* _SELECTED PASSAGE_:
On the evening of 18-7-1977, I was sitting hidden near the Tamil Nadu Forest Department grass feeding spot. Territorial animals ‘A’ and ‘E’ were present. Some cheetal were also feeding at the point.. Buck E suddenly smells or sees me. He spronks away sneezing, followed by A. Although E left the place, A stopped after a while and stoof looking at me. All cheetal stopped feeding, raised their heads and looked at the two bucks. After a while, they resumed feeding. The bucks did not return. These warning signals have interspecific values.

Spronking by itself is a warning signal. It is used as a warning when a predator is noticed. Its use is not only as a visual warning but also as an auditory one. Here is a case in point.

Near the riding club at the Guindy Park Reserve Forest on 26-5-1979, territorial buck “I” and another male with five females was feeding. Suddenly ‘I’ spronked away, perhaps because he spotted me. At the pattering sounds of ‘I”s feet, the other males and does looked up. Then sneeze warning signals were heard. It was not possible to determine the originator of the first signal, but from then on ‘I’ and the other male traded sneezes. Observing along the alrm position of these animals, I glassed the area and found a large jackal approaching the does.

Here, we see sneezing as a warning signal and that spronking has auditory values. Spronking has also been noticed when herds of does and sub-adults enter the Polo Field from behind and suddenly notice the author seated under the tree close by. This normally leads to spronking as a herd. Spronking has also been observed between sub-adults in play fighting.

On 24-4-1979, in the K. K. Tank shores, two sub-adults are play fighting. The animals are in the first years of their life. They clash fairly loudly. At this, one of the sub-adults spronked, as if they are cavorting. They resume their fight. Again, one of them spronks, then they break off the fight.

Discussion

Schaller (1967) comments on spronking that: 1) leaps help the animal to keep the point of the animal in view in high grass, and 2) scent deposits by the inter-digital glands leave an olfactory signal for others passing later (Pocock 1910 cited in Schaller 1967). Stamping of fore feet during the alarm position may have similar scent-marking values. George Schaller (1967) also notes that “the noise of thundering hooves may be an auditory signal to others”.

Estes and Goddard (1967) say that “the stotting displays of the [Gazella] thomsonii in particular is so closely identified with the appearance of wild dogs as to appear specifically adapted to the particular predator’s hunting behaviour.” Walther (1964) hypothesizes that it is an expression of high but not the highest level of excitation. Most likely to appear in transition from high to a low level and vice versa. Its evolution as a warning signal could thus have been derived from tendencies of a gazelle to stot in situations or rising excitation occasioned by the approaching predator. In our observations it seems that the sudden sight or intimation of a dangerous object releases such a display. A sudden release of energy on seeing something fearsome, which manifests itself as spronking. Estes (1967) says “in fact it was only after a wild dog pack moved in to the N’goro that the warning function of the display became clear to me. So seldom had I seen it performed in contest of danger”. Spronking by sub-adults has also been discussed by Estes (1967)” “stotting is annotated not only with danger but also with play fight between fawns and sometimes with intra-specific pursuits by members of both the sexes”.

* _INSTRUCTIONS TO FOLLOW_: Copy everything in the passage on spronking from "On 24-4-1979, in" down to "off the fight.", word for word. Rely only on the passage on spronking above to do this.

* _INFORMATION GIVEN_:
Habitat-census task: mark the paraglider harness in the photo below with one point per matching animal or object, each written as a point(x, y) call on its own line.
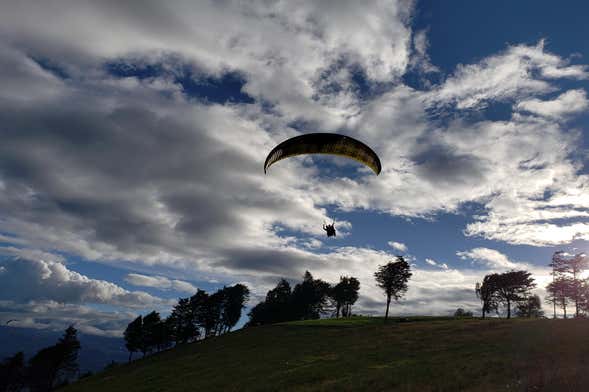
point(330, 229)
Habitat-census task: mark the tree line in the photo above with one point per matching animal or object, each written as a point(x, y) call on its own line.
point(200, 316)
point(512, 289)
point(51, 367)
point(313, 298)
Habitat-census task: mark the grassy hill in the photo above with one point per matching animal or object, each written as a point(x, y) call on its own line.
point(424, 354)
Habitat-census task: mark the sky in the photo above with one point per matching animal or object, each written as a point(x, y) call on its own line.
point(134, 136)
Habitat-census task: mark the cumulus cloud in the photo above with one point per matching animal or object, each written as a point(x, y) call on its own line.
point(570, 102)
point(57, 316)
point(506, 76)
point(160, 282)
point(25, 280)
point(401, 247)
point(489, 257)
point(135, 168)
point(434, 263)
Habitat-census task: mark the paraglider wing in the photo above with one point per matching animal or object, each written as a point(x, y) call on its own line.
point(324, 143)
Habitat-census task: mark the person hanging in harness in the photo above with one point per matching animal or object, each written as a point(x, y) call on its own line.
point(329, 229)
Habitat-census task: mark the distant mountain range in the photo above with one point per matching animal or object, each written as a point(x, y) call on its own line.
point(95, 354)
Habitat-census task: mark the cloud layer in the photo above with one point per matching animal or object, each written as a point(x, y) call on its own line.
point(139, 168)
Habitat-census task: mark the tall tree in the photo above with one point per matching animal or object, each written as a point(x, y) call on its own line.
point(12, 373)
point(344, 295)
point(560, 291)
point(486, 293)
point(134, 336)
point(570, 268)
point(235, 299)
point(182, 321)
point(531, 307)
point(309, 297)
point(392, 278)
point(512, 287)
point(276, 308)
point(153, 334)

* _TASK RESULT_:
On 24-4-1979, in the K. K. Tank shores, two sub-adults are play fighting. The animals are in the first years of their life. They clash fairly loudly. At this, one of the sub-adults spronked, as if they are cavorting. They resume their fight. Again, one of them spronks, then they break off the fight.